RECORDS FOR THE TASK Block Start

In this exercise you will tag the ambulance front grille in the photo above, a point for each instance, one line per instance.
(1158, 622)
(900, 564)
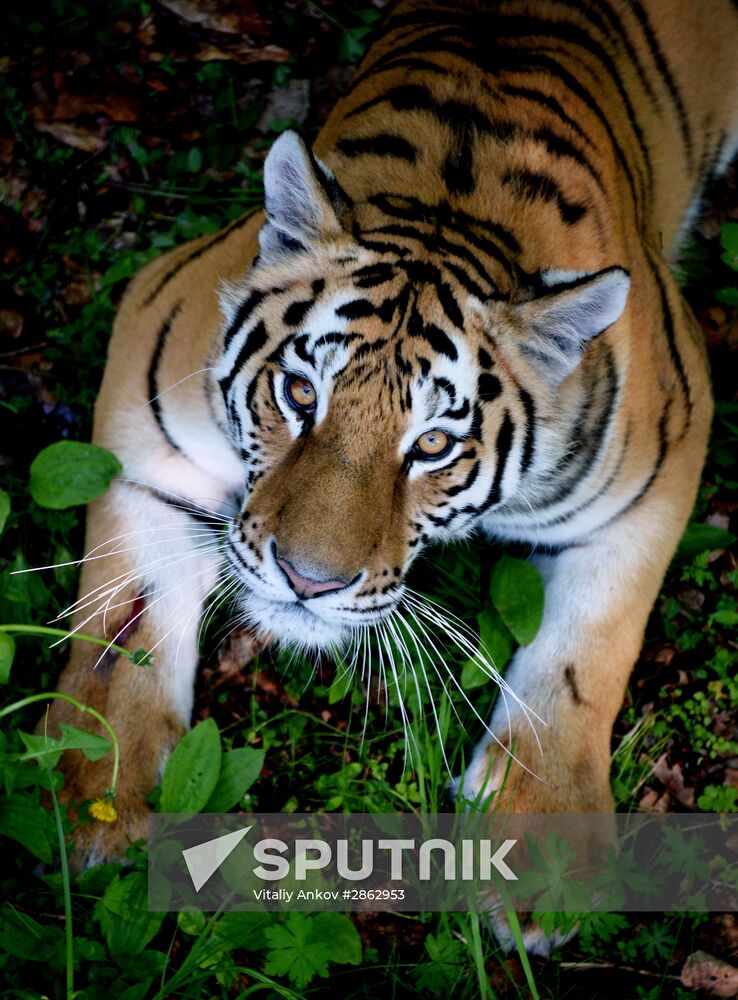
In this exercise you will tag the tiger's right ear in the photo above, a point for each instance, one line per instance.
(303, 201)
(557, 325)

RECORDS FOR THE TASK Block End

> PROBLEM: Leave out the pictures and set down all of the data exactly.

> RESPONSE:
In this exercise you will tag the ambulance front grille in the photo above, a point for each instance, one line per instance.
(1158, 622)
(900, 564)
In this exercise you will tag the tiger's right ear in the photo above, a point for each instance, one line per instance.
(303, 201)
(557, 325)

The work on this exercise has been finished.